--- Task requirements ---
Please repeat, from the entries that follow, the lines from the one containing "Mark each instance of the wood plank" through the one containing "Mark each instance of the blue" exactly, adding nothing.

--- Supplied data ---

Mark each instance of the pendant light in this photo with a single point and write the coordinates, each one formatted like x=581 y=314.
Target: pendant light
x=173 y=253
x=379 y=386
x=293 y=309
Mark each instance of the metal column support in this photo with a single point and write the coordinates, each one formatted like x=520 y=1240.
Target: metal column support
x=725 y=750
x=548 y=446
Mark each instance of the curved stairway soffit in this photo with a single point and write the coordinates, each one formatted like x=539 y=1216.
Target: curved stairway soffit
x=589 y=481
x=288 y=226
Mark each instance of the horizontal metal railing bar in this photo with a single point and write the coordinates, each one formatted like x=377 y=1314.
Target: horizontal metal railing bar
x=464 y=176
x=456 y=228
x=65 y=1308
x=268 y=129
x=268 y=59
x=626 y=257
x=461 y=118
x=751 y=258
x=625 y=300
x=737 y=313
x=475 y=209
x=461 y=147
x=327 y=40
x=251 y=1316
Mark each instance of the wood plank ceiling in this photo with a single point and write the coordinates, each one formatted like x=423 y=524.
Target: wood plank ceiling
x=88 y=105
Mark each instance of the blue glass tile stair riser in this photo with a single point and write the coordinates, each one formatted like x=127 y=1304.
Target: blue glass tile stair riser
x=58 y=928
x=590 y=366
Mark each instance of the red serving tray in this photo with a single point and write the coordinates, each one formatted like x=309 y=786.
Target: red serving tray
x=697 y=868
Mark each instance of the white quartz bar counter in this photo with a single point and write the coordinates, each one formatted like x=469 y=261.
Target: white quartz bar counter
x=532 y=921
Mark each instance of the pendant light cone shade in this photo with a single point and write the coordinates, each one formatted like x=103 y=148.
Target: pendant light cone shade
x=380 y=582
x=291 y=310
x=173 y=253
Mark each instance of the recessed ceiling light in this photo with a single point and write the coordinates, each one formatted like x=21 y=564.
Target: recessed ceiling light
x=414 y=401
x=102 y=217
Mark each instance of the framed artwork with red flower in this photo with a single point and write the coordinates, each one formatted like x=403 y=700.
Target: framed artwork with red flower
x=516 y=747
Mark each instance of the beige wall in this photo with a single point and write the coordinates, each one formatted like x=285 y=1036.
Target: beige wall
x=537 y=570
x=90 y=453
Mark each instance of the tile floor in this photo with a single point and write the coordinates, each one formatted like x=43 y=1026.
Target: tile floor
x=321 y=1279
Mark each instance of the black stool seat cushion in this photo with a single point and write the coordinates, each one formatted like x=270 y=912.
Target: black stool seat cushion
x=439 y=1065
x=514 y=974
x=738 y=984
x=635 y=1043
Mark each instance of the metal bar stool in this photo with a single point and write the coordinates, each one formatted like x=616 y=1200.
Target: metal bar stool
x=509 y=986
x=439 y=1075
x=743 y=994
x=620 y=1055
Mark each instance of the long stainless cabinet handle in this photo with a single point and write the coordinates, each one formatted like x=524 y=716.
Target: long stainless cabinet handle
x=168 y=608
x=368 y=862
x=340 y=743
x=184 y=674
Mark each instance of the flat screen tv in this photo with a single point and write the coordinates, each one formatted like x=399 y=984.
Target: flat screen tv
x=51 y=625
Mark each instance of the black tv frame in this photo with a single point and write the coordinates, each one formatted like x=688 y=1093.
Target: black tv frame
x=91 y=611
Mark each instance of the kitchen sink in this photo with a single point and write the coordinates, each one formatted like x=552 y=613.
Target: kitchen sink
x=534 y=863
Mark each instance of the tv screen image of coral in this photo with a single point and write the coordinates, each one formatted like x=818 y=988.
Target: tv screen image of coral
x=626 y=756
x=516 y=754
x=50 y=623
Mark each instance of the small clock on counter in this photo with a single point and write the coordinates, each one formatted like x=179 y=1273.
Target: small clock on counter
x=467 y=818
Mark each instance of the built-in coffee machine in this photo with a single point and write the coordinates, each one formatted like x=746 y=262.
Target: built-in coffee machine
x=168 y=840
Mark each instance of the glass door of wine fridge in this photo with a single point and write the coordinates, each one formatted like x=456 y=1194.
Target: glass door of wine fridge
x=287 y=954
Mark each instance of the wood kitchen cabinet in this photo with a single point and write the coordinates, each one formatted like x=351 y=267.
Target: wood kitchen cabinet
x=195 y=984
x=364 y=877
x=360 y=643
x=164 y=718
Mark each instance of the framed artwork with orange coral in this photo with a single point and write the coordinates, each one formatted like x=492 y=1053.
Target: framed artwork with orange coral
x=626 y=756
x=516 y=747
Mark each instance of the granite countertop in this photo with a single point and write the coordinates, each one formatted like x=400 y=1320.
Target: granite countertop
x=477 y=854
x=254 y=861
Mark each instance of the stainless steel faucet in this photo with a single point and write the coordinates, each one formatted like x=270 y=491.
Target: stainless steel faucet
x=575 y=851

--- Answer for this exercise ---
Mark each instance of the wood plank ceiling in this photo with a single point and write the coordinates, each one formatted like x=423 y=524.
Target: wood plank ceiling
x=88 y=105
Mark each instance of the blue glass tile stair riser in this photo with a single point and write the coordinates, each one formatted like x=127 y=1304.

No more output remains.